▸ YOUR TASK
Transcribe the records below exactly as they appear, omitting any pictures.

▸ DATA FOR THIS TASK

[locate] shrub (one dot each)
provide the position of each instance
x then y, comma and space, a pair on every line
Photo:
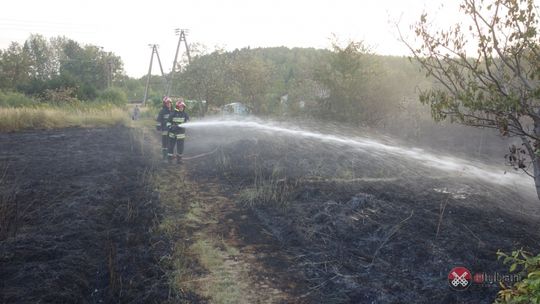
14, 99
60, 96
527, 290
113, 95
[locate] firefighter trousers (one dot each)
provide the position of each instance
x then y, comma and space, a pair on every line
176, 141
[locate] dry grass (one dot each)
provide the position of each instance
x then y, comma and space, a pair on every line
15, 119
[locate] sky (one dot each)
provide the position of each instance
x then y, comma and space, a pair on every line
127, 27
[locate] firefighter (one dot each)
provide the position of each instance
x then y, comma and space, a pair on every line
177, 133
162, 121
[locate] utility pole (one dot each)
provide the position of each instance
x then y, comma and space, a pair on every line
182, 37
149, 74
109, 78
154, 50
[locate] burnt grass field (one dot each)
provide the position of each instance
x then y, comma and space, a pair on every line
366, 227
76, 219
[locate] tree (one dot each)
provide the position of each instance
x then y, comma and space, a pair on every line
348, 77
253, 75
496, 86
14, 66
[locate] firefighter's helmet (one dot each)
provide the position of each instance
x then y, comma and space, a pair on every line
167, 101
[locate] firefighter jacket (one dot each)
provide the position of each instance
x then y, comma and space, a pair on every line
162, 119
176, 119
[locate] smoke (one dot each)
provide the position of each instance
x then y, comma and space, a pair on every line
382, 148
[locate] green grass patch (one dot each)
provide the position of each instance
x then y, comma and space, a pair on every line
47, 117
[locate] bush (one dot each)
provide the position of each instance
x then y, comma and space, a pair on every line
61, 96
14, 99
113, 95
528, 289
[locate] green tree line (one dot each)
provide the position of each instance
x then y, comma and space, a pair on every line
347, 83
58, 68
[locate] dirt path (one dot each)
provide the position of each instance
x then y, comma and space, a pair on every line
232, 259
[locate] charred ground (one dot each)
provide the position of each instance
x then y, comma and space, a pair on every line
368, 228
78, 219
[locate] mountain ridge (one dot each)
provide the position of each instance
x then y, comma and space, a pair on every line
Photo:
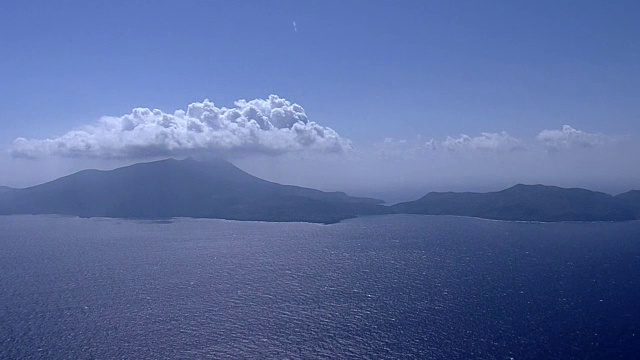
218, 189
524, 203
184, 188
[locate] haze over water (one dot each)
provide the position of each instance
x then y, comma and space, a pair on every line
374, 287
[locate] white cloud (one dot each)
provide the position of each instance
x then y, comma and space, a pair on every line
568, 137
272, 125
486, 141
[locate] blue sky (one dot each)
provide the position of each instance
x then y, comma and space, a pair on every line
368, 70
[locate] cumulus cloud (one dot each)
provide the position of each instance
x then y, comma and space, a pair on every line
486, 141
273, 125
568, 137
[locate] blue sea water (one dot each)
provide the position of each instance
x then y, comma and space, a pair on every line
375, 287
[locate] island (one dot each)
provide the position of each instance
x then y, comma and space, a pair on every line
524, 203
184, 188
217, 189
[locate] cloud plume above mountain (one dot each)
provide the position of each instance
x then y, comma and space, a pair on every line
272, 126
568, 137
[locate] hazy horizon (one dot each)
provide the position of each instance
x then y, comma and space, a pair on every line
386, 100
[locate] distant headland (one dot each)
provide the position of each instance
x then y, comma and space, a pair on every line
218, 189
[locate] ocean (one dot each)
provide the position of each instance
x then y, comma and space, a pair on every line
397, 287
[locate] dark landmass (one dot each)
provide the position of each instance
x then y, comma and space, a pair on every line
632, 200
217, 189
184, 188
526, 203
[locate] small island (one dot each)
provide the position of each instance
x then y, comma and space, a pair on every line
524, 203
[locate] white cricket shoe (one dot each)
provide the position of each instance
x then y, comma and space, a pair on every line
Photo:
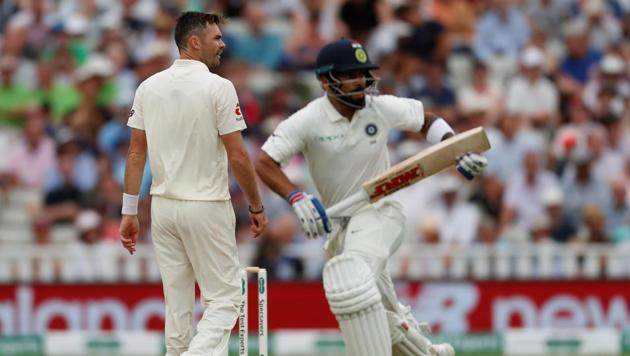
441, 350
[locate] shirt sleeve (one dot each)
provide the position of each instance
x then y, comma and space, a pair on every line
229, 116
136, 118
401, 113
285, 141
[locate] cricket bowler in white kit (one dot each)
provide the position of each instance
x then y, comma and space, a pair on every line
188, 121
343, 136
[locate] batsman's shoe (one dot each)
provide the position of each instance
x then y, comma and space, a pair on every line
441, 350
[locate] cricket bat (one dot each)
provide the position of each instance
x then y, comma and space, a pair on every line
415, 168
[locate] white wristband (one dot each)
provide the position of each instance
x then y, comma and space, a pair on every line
438, 129
130, 204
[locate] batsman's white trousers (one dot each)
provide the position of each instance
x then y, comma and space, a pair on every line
374, 233
196, 240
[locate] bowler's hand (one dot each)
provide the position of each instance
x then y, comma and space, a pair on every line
129, 227
259, 223
471, 164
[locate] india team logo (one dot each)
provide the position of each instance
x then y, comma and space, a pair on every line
360, 55
371, 129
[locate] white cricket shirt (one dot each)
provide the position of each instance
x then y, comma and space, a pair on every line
184, 110
342, 154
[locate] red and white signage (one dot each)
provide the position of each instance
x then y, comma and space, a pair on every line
451, 307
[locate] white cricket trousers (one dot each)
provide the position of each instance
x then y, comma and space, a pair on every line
195, 240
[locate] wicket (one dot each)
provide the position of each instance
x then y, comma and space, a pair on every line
243, 349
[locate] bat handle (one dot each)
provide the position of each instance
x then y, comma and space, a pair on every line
335, 210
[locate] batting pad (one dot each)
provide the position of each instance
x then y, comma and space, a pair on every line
356, 302
407, 340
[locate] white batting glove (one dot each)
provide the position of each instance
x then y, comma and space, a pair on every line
311, 214
471, 164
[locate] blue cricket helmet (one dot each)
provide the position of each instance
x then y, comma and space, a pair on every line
342, 56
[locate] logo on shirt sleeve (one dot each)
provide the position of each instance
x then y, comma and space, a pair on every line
371, 129
237, 112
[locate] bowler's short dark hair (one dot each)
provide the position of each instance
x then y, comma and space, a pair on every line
192, 23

▸ SOLUTION FOR THIS PROBLEM
[locate] shrub (one dot each)
provide the position of each instance
x then y, comma and space, a pair on every line
Photo:
14, 99
60, 96
527, 290
113, 95
[locate] firefighter trousers (one dot each)
provide the position of each instance
x then y, comma and space, a pair on every line
176, 141
[locate] dry grass (one dot each)
provide the position of each instance
x then y, comma and space, a pair on every line
15, 119
[locate] sky (one dot each)
provide the position of each instance
x then y, comma and space, a pair on every line
127, 27
[locate] firefighter (one dot each)
provide the position of each instance
x then y, comma and space, a pair on every line
177, 133
162, 121
[locate] utility pole (one dot each)
provide the position of each instance
x then y, comma and space, a pair on every line
182, 37
149, 74
109, 78
154, 50
[locate] burnt grass field (one dot each)
provide the position of each instance
x then y, comma and space, a pair on every line
366, 227
76, 219
[locate] tree (one dot each)
provide the position of each instance
x then y, comma and space, a pair on every line
348, 77
253, 75
496, 86
14, 66
[locate] firefighter's helmet (one dot each)
provide the position of each instance
x then y, comma and space, a pair on every line
167, 101
[locate] firefighter jacket (one dot each)
provide the position of each instance
x then y, comma and space, a pair on every line
162, 119
176, 119
[locate] smoke (one dot each)
provide the position of each instance
x then y, comma and space, a pair on every line
382, 148
[locate] green grass patch (one dot each)
provide the position of each instance
x then y, comma and space, a pair on every line
47, 117
[locate] bush (one dot each)
provide the position of each instance
x then y, comma and space, a pair on every line
61, 96
14, 99
113, 95
528, 289
[locate] green tree line (one dot each)
provide the position of each instance
x then y, comma and space, a pair on every line
347, 83
58, 68
[locate] dirt path (one dot each)
provide the position of each instance
x then y, comma and space, a pair on every line
232, 259
[locate] charred ground (one dot each)
provide the position of each instance
x then y, comma and space, a pair on every line
368, 228
78, 219
[locate] mountain ridge (one dot each)
provide the position of each instance
x then y, comma and space, a pair on every line
Photo:
218, 189
524, 203
184, 188
[locate] haze over water (one dot each)
provide the position of each instance
x then y, comma and space, a pair on every line
374, 287
[locate] white cloud (one dot each)
provide the position of each instance
x then y, comma and space, a pair on every line
568, 137
272, 125
486, 141
[locate] blue sky (one dot each)
provide the position of each instance
x then y, comma and space, a pair on every line
368, 70
[locate] cumulus cloud (one dot each)
provide the position of each instance
x then y, comma and space, a pair on every line
486, 141
273, 125
568, 137
[locate] blue sea water (one dot each)
provide the position of each instance
x then y, comma and space, a pair on every line
375, 287
[locate] island (one dot each)
provide the position of each instance
x then y, comma and space, a pair on every line
524, 203
184, 188
217, 189
[locate] cloud plume above mountain (one dot each)
provide the position of each instance
x then y, comma and space, a pair on every line
272, 126
568, 137
[locate] hazy horizon (one dot each)
provide the position of each instance
x then y, comma and space, a pair on every line
386, 100
[locate] distant headland (one dot each)
provide the position of each instance
x then y, comma and space, a pair on every line
218, 189
[locate] ocean (one dot each)
provide the position of each instance
x then y, comma and space, a pair on every line
397, 287
[locate] dark landmass (one dot each)
provide the position of each instance
x then y, comma and space, a pair on every line
632, 200
217, 189
184, 188
526, 203
[locate] small island (one dot each)
provide the position of each instance
x then y, comma and space, a pair on every line
524, 203
[locate] white cricket shoe (one dot each)
provide the position of each instance
x then y, comma and space, a pair on every line
Photo:
441, 350
[locate] shirt sleeve (one dot each)
provide the position of each instance
x then y, comma and space, a pair on every line
229, 116
136, 118
401, 113
285, 141
[locate] cricket bowler in white kit (one dot each)
provide the position of each instance
x then y, comma and space, a pair on every line
188, 121
343, 136
[locate] batsman's shoe (one dot each)
provide the position of each instance
x then y, comma and space, a pair on every line
441, 350
[locate] cricket bat (one dot each)
provide the position of each instance
x then y, comma and space, a pair on every line
415, 168
[locate] white wristband (one dot each)
provide the position of each instance
x then y, comma and space, a pair on every line
438, 129
130, 204
[locate] batsman's white trousers (one dot each)
provide the position of each instance
x then y, comma and space, a pair on every line
374, 233
196, 240
[locate] bowler's hand (one dot each)
provide the position of each instance
x then y, comma and space, a pair on every line
129, 227
259, 223
471, 164
[locate] india team logo (one dot each)
provide the position of each instance
x then y, comma and space, a pair on every line
360, 55
371, 129
[locate] white cricket shirt (one dot each)
provide the position of each instance
x then y, comma and space, a pair on every line
184, 110
342, 154
[locate] red and white signage (one dot each)
provide the position of each instance
x then y, comma and space, a pair on every line
451, 307
[locate] white cricket trousers (one dot each)
provide the position of each instance
x then y, comma and space, a pair on every line
195, 240
[locate] wicket (one dot each)
provide the position of each instance
x then y, comma and space, a pair on every line
243, 349
[locate] bat handle (one dot each)
provide the position of each instance
x then y, comma and space, a pair on every line
335, 210
[locate] batting pad (one dot each)
provide the position of each instance
x then y, comma and space, a pair on every line
356, 302
407, 340
[locate] white batting glove (one dot each)
provide the position of each instance
x then y, comma and space, a pair on every line
311, 214
471, 164
[locate] blue cricket helmet (one dot each)
provide the position of each instance
x then y, comma and space, a pair on every line
342, 56
[locate] logo on shirt sleeve (one dot each)
provide the position of each instance
x then y, comma and space, a pair on every line
371, 129
237, 112
[locate] bowler's short dark hair (one dot each)
provide the position of each instance
x then y, comma and space, a pair on every line
192, 23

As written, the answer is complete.